### [WRITTEN REQUEST]
Copy the rows from the line with "Request = locate the black" through the end of the rows, requests included. Multiply each answer point's pixel coordinates by 1.7, rounding to whole numbers with halves going up, but leave the sample coordinates in the requests unchanged.
=== EXERCISE INPUTS ===
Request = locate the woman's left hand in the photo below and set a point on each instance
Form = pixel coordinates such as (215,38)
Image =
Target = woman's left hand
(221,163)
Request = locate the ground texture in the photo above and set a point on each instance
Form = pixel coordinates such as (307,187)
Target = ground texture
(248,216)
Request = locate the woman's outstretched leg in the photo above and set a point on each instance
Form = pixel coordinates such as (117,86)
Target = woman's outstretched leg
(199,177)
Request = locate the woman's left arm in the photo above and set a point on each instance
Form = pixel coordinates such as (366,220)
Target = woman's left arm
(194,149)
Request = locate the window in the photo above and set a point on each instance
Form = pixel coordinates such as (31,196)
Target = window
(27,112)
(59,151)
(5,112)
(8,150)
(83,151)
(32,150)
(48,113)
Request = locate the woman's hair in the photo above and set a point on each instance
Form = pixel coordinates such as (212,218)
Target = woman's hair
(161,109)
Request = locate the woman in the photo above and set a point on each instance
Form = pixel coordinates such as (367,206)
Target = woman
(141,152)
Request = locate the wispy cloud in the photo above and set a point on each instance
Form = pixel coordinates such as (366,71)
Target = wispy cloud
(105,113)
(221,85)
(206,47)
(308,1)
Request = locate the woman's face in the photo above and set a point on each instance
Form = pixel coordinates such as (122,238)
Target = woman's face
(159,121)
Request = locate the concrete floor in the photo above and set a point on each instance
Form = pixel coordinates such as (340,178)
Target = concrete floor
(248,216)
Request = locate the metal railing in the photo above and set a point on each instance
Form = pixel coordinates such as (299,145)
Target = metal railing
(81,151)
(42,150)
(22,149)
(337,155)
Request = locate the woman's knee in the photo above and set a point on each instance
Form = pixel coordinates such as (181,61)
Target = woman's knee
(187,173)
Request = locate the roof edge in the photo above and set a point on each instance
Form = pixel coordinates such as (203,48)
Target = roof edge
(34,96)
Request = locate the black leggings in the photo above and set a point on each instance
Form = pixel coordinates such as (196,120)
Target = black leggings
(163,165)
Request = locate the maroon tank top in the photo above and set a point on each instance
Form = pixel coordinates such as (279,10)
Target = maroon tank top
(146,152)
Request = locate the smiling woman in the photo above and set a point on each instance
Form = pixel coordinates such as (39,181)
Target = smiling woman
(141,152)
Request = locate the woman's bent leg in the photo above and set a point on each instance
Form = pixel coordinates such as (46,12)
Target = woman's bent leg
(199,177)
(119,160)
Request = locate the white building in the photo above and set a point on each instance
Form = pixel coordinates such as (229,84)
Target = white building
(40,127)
===
### [RIGHT ANSWER]
Request = locate the black leggings in the photo above and set a point on each instance
Form = pixel coordinates such as (196,120)
Target = black leggings
(277,281)
Request = locate the maroon tank top in the photo above and set a point on each instance
Form = pixel coordinates such as (279,10)
Target = maroon tank top
(248,258)
Request = locate the smiling woman in the photo above and set a point on each instance
Form = pixel coordinates such as (39,181)
Target = smiling woman
(240,258)
Request = locate the woman's bent leg in the photo above and set a point on each instance
Form = pixel coordinates such as (46,12)
Target = woman's bent leg
(338,301)
(202,272)
Request = locate the white building in the photo above and set a point on each instance
Form = pixel coordinates such as (229,84)
Target = white building
(68,216)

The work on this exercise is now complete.